* [Exercise brief]:
Output the line that contains "Practice step: indicate the ceiling with" and every line after it to the end of the entries, with nothing added or left out.

* [Data lines]:
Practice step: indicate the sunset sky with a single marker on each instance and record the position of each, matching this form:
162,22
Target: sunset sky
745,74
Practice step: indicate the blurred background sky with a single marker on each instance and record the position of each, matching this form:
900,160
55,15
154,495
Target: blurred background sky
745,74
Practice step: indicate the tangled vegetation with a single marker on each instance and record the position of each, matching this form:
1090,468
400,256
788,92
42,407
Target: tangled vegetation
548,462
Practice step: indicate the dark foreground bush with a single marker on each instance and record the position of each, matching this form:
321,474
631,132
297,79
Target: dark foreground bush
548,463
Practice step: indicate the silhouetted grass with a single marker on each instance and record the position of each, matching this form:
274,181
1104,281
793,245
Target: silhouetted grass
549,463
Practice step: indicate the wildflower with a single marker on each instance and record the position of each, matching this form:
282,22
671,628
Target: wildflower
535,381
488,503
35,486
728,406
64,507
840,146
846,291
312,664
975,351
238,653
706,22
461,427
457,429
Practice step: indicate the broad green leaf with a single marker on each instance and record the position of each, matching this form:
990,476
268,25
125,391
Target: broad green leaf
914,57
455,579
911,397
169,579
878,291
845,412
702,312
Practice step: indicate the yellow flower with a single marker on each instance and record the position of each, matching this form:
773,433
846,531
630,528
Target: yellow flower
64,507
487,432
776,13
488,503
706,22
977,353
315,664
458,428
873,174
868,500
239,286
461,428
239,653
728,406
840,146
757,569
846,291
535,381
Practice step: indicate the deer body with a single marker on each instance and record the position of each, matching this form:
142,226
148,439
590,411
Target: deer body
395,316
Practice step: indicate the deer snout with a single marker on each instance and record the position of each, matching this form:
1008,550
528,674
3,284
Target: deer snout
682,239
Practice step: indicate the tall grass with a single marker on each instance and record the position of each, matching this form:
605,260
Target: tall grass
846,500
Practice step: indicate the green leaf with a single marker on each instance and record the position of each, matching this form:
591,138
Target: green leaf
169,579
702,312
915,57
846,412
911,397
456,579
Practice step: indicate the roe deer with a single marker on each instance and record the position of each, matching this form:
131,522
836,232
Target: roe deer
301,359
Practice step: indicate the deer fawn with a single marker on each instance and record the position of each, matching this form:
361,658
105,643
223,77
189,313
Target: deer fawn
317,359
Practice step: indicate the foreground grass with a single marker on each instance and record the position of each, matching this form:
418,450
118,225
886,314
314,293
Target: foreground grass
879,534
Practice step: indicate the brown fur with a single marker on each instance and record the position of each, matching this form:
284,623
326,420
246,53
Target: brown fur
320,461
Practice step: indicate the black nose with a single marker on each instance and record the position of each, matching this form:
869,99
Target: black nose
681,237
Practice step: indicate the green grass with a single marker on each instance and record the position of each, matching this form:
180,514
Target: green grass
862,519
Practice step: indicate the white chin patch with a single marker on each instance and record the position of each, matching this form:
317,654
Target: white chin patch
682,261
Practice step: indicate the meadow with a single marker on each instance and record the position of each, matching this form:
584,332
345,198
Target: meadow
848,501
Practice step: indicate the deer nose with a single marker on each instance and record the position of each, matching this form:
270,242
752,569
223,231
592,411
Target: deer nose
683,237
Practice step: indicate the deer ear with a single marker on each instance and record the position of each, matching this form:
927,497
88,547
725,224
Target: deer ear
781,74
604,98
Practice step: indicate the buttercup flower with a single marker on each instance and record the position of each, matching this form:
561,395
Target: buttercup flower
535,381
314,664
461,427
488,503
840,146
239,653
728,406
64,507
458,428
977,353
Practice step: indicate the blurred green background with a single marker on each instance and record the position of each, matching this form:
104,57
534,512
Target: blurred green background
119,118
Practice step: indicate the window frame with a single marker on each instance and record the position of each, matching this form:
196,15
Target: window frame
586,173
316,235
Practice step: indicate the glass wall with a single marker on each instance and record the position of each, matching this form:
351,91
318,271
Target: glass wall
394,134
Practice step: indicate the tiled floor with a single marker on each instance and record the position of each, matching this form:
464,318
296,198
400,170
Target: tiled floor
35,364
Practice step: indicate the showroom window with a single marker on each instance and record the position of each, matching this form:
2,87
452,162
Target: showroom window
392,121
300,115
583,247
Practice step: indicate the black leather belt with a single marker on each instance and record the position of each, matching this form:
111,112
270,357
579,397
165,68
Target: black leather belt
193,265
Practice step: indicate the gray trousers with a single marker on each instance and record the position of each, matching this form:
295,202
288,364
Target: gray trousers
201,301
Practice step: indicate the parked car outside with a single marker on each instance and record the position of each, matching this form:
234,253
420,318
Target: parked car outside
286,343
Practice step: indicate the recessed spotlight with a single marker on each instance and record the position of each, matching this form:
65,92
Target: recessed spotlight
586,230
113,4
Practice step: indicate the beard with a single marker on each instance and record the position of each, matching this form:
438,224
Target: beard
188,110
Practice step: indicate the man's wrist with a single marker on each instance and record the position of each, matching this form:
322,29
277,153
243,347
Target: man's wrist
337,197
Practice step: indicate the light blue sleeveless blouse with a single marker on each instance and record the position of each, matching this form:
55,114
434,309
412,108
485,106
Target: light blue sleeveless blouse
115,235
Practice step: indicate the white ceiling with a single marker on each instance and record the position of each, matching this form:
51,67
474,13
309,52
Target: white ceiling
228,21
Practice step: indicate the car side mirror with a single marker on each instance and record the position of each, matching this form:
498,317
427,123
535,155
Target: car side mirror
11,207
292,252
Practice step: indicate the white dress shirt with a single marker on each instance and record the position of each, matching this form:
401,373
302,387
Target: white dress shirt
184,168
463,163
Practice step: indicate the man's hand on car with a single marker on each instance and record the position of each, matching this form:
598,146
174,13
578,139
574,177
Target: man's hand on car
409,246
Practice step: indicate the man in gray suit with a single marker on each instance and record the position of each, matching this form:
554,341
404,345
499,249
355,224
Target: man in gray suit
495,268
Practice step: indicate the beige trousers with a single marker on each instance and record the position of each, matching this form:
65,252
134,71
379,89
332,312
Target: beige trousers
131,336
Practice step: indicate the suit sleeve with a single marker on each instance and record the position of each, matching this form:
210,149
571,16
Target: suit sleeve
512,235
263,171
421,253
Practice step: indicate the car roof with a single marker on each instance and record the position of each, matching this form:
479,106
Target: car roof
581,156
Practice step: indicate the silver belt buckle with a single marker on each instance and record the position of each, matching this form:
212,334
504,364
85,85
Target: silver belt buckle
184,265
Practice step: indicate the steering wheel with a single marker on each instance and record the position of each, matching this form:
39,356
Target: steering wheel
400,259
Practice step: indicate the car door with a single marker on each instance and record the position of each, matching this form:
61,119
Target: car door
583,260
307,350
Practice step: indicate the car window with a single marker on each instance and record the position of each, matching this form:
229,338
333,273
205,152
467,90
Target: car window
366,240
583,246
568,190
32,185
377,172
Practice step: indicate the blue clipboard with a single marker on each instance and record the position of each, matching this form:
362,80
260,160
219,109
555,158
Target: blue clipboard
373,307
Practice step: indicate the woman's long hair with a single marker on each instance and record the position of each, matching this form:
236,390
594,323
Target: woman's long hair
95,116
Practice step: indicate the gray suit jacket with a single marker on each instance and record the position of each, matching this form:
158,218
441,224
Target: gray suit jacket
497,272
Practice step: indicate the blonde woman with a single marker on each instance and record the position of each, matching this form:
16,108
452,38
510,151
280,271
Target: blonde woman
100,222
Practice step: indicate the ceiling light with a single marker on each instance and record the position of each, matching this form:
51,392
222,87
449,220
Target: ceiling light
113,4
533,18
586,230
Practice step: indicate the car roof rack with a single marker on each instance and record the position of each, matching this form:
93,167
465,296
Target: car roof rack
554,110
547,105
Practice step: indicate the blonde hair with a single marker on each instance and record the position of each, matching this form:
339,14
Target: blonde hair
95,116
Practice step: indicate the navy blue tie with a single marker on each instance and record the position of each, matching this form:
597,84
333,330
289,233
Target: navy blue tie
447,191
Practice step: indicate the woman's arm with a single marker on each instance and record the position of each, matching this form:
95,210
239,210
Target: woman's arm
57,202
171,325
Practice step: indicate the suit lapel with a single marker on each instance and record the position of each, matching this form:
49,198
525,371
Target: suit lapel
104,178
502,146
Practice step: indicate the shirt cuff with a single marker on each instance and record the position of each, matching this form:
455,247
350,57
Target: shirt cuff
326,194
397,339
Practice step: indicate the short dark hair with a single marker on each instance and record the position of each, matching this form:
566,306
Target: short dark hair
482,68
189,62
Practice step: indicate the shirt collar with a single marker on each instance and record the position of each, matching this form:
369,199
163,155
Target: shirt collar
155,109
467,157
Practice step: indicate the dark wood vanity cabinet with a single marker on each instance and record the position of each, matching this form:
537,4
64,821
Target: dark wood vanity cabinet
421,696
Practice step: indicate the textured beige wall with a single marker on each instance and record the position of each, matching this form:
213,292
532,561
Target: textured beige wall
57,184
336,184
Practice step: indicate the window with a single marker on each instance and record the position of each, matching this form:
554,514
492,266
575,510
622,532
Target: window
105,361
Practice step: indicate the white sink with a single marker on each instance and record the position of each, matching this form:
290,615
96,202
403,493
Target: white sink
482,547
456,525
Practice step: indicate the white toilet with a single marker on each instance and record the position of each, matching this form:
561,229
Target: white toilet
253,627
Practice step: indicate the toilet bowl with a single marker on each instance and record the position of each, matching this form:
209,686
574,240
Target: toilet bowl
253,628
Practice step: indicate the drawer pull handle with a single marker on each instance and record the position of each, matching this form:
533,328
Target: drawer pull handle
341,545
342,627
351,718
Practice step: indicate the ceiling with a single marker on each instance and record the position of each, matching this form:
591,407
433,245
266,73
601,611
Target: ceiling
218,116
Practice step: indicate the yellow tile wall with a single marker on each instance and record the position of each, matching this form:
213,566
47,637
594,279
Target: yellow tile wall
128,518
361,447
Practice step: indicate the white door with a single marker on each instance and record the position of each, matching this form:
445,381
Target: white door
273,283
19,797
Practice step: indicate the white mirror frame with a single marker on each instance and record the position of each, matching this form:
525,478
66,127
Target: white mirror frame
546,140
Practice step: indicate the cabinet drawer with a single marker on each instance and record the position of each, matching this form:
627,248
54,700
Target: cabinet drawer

* [Answer to the problem]:
Practice step: indicate the ceiling with a single marker on each instance and record the position of each, matching this form:
591,407
433,245
266,73
601,611
Target: ceiling
218,116
Practice step: indicate the yellow tile wall with a single marker on each instance and record the position of each, matching this form:
213,566
47,637
594,279
Target: yellow tile wall
128,518
361,447
Practice step: indicate the white door with a single marker on each instance and record the position of each, matching this form:
445,381
Target: white door
273,283
19,797
Practice step: indicate the white mirror frame with a single marker on each instance and record the position of each, matching this form:
525,478
66,127
Target: white mirror frame
546,140
Practice step: indicate the cabinet drawer with a single marker on each instance and record the position of each, matching this form:
627,248
54,700
Target: cabinet drawer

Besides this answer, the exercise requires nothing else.